YOUR GOAL: The entries that follow include a run beginning at the line with "indicate the ford" and ending at the line with "indicate the crew cab, one dot per instance"; restate that run word for word and leave the rest out.

—————

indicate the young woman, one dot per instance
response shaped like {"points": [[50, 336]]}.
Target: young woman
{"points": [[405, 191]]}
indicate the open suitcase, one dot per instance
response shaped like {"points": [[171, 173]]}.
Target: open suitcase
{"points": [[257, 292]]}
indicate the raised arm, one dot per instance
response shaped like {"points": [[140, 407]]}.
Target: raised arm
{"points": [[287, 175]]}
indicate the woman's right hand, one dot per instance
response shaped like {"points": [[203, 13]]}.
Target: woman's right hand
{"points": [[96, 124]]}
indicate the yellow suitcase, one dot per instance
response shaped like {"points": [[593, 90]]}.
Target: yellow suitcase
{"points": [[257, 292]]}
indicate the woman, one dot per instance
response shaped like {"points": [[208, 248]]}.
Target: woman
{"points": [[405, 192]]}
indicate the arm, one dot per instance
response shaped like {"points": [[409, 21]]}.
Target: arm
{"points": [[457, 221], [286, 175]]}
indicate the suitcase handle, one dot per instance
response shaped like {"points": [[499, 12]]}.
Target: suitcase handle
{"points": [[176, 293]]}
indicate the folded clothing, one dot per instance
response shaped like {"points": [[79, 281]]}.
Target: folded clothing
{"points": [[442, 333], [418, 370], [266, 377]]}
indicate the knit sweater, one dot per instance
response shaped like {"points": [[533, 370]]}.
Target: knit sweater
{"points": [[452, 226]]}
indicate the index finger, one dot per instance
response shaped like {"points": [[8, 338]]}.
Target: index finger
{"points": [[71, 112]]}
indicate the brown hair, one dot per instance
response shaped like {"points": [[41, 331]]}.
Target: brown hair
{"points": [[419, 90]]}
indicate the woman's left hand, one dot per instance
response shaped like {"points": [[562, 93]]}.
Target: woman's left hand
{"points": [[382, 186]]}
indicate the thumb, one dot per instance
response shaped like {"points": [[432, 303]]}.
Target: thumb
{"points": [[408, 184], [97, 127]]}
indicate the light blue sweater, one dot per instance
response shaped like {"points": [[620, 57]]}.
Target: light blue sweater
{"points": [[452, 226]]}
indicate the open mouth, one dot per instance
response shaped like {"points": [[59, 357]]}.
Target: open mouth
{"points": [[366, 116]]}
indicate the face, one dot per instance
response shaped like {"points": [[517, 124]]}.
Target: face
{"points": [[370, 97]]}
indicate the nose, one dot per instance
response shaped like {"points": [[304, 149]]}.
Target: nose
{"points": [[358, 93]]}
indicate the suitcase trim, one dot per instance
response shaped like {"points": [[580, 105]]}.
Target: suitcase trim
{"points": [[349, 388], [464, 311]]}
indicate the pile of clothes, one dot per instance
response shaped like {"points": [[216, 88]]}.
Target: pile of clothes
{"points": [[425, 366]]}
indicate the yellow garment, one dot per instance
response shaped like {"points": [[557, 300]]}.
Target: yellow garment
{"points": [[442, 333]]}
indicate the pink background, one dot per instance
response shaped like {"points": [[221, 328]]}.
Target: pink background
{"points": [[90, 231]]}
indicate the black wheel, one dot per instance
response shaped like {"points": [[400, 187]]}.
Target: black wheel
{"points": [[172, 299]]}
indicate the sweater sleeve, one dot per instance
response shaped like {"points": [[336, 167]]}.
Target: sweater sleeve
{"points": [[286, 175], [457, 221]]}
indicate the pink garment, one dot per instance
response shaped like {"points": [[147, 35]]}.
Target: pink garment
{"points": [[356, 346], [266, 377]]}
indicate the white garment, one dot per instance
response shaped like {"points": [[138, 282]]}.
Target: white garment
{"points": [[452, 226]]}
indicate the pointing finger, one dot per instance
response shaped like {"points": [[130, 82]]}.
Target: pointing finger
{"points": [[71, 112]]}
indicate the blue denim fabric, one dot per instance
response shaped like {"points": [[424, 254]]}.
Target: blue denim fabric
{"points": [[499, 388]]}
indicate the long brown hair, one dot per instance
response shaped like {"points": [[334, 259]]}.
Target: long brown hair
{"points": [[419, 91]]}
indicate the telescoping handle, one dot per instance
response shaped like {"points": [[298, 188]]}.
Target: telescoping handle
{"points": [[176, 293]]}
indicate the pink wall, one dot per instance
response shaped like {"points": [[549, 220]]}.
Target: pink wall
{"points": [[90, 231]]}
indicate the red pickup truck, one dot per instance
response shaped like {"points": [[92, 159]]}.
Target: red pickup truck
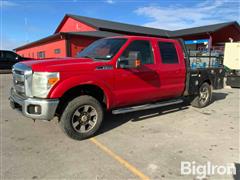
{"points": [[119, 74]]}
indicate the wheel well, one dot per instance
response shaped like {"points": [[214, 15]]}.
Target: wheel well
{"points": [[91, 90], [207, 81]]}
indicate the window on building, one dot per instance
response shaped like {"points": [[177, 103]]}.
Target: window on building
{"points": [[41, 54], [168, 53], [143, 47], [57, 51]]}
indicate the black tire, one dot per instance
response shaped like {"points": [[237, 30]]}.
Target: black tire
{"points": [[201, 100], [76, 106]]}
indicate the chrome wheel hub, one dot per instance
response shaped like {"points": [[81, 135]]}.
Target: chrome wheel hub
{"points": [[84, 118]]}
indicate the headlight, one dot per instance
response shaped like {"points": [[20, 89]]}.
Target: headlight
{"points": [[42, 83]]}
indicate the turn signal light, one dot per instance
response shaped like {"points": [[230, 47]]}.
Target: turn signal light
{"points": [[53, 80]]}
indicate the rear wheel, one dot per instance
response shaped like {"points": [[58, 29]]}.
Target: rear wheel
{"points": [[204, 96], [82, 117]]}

—————

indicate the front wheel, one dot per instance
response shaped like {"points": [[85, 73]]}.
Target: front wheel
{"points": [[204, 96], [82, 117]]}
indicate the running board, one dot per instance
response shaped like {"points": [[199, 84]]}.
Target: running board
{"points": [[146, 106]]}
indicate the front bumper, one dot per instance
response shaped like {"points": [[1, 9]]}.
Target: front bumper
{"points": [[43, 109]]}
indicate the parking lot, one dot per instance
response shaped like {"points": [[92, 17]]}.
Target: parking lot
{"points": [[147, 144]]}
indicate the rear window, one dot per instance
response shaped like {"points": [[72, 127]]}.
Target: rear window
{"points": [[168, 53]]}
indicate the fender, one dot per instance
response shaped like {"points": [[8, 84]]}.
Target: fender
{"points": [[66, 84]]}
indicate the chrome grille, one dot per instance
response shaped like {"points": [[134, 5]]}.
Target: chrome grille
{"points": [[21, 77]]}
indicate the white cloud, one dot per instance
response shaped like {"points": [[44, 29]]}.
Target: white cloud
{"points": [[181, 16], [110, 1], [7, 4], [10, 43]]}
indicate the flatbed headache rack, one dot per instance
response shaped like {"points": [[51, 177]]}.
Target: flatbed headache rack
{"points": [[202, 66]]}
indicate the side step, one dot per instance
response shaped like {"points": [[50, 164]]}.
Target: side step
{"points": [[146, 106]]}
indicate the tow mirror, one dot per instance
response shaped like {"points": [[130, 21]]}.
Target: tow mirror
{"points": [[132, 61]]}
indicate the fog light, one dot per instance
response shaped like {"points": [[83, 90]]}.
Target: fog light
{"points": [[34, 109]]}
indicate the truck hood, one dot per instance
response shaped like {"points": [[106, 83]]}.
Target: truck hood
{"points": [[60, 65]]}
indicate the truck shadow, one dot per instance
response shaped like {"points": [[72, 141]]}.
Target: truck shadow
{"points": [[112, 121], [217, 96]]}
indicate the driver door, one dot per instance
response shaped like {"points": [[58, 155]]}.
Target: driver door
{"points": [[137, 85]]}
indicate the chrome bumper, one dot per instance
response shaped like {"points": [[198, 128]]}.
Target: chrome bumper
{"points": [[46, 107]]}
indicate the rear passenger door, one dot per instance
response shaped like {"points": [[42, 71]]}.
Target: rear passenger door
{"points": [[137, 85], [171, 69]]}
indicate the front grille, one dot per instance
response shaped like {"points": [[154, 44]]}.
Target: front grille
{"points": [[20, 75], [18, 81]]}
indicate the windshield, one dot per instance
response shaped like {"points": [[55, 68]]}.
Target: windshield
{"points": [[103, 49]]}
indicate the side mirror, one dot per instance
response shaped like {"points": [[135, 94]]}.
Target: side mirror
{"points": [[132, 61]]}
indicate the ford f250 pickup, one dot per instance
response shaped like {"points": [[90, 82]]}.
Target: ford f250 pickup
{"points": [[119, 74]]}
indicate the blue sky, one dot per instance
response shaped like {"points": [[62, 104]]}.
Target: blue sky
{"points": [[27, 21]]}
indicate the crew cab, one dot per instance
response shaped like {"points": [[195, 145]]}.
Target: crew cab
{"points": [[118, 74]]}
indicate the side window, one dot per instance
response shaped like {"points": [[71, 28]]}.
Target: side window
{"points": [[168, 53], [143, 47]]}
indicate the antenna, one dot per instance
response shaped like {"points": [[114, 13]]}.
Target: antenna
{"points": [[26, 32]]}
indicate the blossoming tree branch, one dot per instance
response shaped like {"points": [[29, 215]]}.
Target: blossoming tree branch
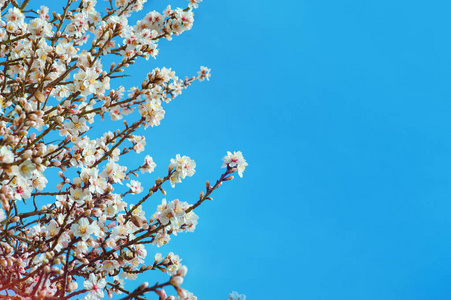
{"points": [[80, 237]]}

—————

EXERCISE SOLUTION:
indicate the ford f250 pickup, one dot per instance
response shaped like {"points": [[90, 82]]}.
Target: ford f250 pickup
{"points": [[119, 74]]}
indicate the blue sky, one dot per instance
response shaped like {"points": [[62, 104]]}.
Target: blue sky
{"points": [[27, 21]]}
indicate the crew cab, one dot per instance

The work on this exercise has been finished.